• Instructions to follow: Write out all of the data below again, requests included, and lower every coordinate value in the answers by 31.

::: Record extracts :::

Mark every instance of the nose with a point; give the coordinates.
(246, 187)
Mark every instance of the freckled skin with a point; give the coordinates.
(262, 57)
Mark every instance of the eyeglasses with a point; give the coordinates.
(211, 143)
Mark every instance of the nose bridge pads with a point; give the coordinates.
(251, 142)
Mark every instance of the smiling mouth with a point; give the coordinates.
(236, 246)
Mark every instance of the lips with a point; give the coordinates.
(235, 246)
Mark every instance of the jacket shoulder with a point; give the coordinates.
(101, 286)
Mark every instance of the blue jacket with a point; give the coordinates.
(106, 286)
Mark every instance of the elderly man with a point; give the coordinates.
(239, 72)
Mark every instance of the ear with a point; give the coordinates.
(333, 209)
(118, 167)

:::

• Solution below:
Mark every instance of the nose with a point; give the coordinates.
(215, 156)
Mark every instance of the freckled skin with a point; give the coordinates.
(231, 26)
Mark every instance of the eyeglasses with a point; give the coordinates.
(180, 112)
Mark every instance of the nose bridge pads with a point; give the coordinates.
(220, 111)
Mark every instance of the smiling mouth with a point; give the coordinates.
(205, 215)
Mark every instance of the lips with a point; give the coordinates.
(204, 215)
Mark every instance of the jacket shoulder with a point; give the coordinates.
(70, 255)
Mark every instance of the blue jacket with a point; give the coordinates.
(75, 255)
Mark every instance of the elderly man with a point; give the coordinates.
(208, 41)
Mark every instance of the ear with a point; give the coordinates.
(302, 178)
(87, 136)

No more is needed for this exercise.